练习题目 1 ::
请把页面摘录中以“import jieba.analyse”开头、一直到“topK=3, withWeight=True, allowPOS=())”为止的那一段原文照抄下来。

☆ ☆ ☆ ☆ ☆

Python 详解通过Scrapy框架实现爬取CSDN全站热榜标题热词流程


Posted in Python onNovember 11, 2021

前言

接着我的上一篇:Python 详解爬取并统计CSDN全站热榜标题关键词词频流程

我换成Scrapy架构也实现了一遍。获取页面源码底层原理是一样的,Scrapy架构更系统一些。下面我会把需要注意的问题,也说明一下。

提供一下GitHub仓库地址:github本项目地址

环境部署

scrapy安装

pip install scrapy -i https://pypi.douban.com/simple

selenium安装

pip install selenium -i https://pypi.douban.com/simple

jieba安装

pip install jieba -i https://pypi.douban.com/simple

IDE:PyCharm

google chrome driver下载对应版本:google chrome driver下载地址

检查浏览器版本,下载对应版本。

Python 详解通过Scrapy框架实现爬取CSDN全站热榜标题热词流程

实现过程

下面开始搞起。

创建项目

使用scrapy命令创建我们的项目。

scrapy startproject csdn_hot_words

项目结构,如同官方给出的结构。

Python 详解通过Scrapy框架实现爬取CSDN全站热榜标题热词流程

定义Item实体

按照之前的逻辑,主要属性为标题关键词对应出现次数的字典。代码如下:

# Define here the models for your scraped items
#
# See documentation in:
# https://docs.scrapy.org/en/latest/topics/items.html
 
import scrapy
 
 
class CsdnHotWordsItem(scrapy.Item):
    # define the fields for your item here like:
    # name = scrapy.Field()
    words = scrapy.Field()

关键词提取工具

使用jieba分词获取工具。

#!/usr/bin/env python
# -*- coding: utf-8 -*-
# @Time    : 2021/11/5 23:47
# @Author  : 至尊宝
# @Site    : 
# @File    : analyse_sentence.py
 
import jieba.analyse
 
 
def get_key_word(sentence):
    result_dic = {}
    words_lis = jieba.analyse.extract_tags(
        sentence, topK=3, withWeight=True, allowPOS=())

☆ ☆ ☆ ☆ ☆

练习题目 2 ::
在下方的记录行里，从含有“TARGET = layered rock face”的那一行起，到含有“x=909, y=452”的那一行止，两端都算在内，把“pin”一律改成“marker”，其余不变，并只重新写出这些行。回答中不要带上图片。

☆ ☆ ☆ ☆ ☆

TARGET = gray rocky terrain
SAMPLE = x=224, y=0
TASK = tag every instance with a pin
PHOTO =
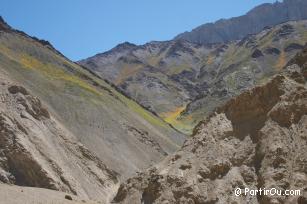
x=256, y=140
x=252, y=22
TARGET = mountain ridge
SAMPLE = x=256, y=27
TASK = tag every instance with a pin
x=267, y=14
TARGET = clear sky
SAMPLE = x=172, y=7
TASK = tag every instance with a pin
x=82, y=28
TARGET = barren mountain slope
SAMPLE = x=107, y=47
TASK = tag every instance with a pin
x=10, y=194
x=252, y=22
x=36, y=150
x=121, y=133
x=256, y=140
x=183, y=82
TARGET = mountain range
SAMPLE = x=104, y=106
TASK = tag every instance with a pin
x=252, y=22
x=187, y=120
x=182, y=82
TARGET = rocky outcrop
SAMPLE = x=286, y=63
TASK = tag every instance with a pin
x=37, y=151
x=254, y=21
x=256, y=140
x=179, y=75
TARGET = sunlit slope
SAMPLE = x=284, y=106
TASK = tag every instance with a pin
x=183, y=82
x=123, y=134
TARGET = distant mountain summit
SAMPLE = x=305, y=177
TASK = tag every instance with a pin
x=252, y=22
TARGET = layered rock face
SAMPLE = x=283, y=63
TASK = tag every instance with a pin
x=256, y=140
x=183, y=82
x=36, y=150
x=253, y=22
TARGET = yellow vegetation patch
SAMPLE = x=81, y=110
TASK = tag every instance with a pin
x=210, y=60
x=126, y=72
x=281, y=61
x=55, y=72
x=172, y=118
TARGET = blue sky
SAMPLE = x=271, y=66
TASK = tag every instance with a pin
x=82, y=28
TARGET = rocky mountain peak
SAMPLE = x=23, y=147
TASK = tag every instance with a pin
x=3, y=25
x=257, y=140
x=252, y=22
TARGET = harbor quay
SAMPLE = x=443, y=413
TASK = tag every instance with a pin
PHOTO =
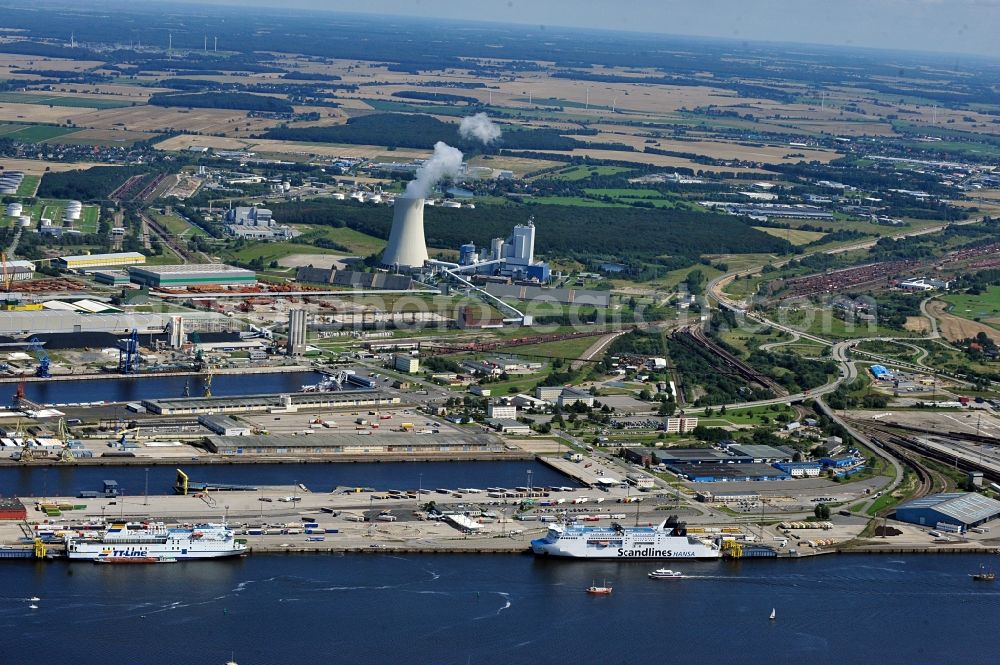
x=293, y=519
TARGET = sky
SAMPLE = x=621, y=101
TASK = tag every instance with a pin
x=955, y=26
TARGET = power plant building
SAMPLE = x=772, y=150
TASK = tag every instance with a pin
x=407, y=247
x=297, y=332
x=192, y=274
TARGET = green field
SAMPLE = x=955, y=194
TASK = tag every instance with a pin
x=567, y=348
x=984, y=307
x=584, y=172
x=33, y=133
x=53, y=209
x=357, y=243
x=177, y=226
x=89, y=218
x=794, y=236
x=575, y=201
x=274, y=251
x=58, y=100
x=29, y=185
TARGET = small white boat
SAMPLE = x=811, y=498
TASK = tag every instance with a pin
x=665, y=574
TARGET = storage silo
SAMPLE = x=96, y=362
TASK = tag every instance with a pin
x=407, y=247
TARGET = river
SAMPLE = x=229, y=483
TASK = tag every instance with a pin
x=125, y=389
x=469, y=609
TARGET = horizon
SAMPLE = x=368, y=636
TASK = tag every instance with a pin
x=932, y=27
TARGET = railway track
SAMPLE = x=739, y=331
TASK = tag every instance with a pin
x=695, y=335
x=909, y=452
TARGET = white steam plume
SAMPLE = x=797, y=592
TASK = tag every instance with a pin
x=479, y=127
x=445, y=163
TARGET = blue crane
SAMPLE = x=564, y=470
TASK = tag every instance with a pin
x=128, y=353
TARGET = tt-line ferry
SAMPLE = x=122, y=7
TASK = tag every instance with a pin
x=146, y=542
x=666, y=541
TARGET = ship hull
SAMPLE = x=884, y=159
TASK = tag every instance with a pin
x=637, y=543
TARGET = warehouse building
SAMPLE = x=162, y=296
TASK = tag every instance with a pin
x=761, y=454
x=962, y=510
x=350, y=443
x=85, y=261
x=224, y=425
x=25, y=323
x=192, y=274
x=111, y=277
x=288, y=403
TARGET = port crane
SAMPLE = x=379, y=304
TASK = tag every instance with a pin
x=62, y=433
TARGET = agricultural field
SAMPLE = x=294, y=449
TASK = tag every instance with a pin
x=573, y=173
x=794, y=236
x=62, y=100
x=177, y=226
x=105, y=137
x=357, y=243
x=984, y=307
x=29, y=185
x=33, y=133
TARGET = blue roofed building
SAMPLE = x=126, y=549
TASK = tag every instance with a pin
x=961, y=509
x=880, y=373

☆ ☆ ☆ ☆ ☆

书面回答 1 ::
import jieba.analyse
 
 
def get_key_word(sentence):
    result_dic = {}
    words_lis = jieba.analyse.extract_tags(
        sentence, topK=3, withWeight=True, allowPOS=())

书面回答 2 ::
TARGET = layered rock face
SAMPLE = x=283, y=63
TASK = tag every instance with a marker
x=256, y=140
x=183, y=82
x=36, y=150
x=253, y=22
TARGET = yellow vegetation patch
SAMPLE = x=81, y=110
TASK = tag every instance with a marker
x=210, y=60
x=126, y=72
x=281, y=61
x=55, y=72
x=172, y=118
TARGET = blue sky
SAMPLE = x=271, y=66
TASK = tag every instance with a marker
x=82, y=28
TARGET = rocky mountain peak
SAMPLE = x=23, y=147
TASK = tag every instance with a marker
x=3, y=25
x=257, y=140
x=252, y=22
TARGET = harbor quay
SAMPLE = x=443, y=413
TASK = tag every instance with a marker
PHOTO =
x=293, y=519
TARGET = sky
SAMPLE = x=621, y=101
TASK = tag every instance with a marker
x=955, y=26
TARGET = power plant building
SAMPLE = x=772, y=150
TASK = tag every instance with a marker
x=407, y=247
x=297, y=332
x=192, y=274
TARGET = green field
SAMPLE = x=955, y=194
TASK = tag every instance with a marker
x=567, y=348
x=984, y=307
x=584, y=172
x=33, y=133
x=53, y=209
x=357, y=243
x=177, y=226
x=89, y=218
x=794, y=236
x=575, y=201
x=274, y=251
x=58, y=100
x=29, y=185
TARGET = small white boat
SAMPLE = x=811, y=498
TASK = tag every instance with a marker
x=665, y=574
TARGET = storage silo
SAMPLE = x=96, y=362
TASK = tag every instance with a marker
x=407, y=247
TARGET = river
SAMPLE = x=229, y=483
TASK = tag every instance with a marker
x=125, y=389
x=469, y=609
TARGET = horizon
SAMPLE = x=368, y=636
TASK = tag every instance with a marker
x=932, y=27
TARGET = railway track
SAMPLE = x=739, y=331
TASK = tag every instance with a marker
x=695, y=335
x=909, y=452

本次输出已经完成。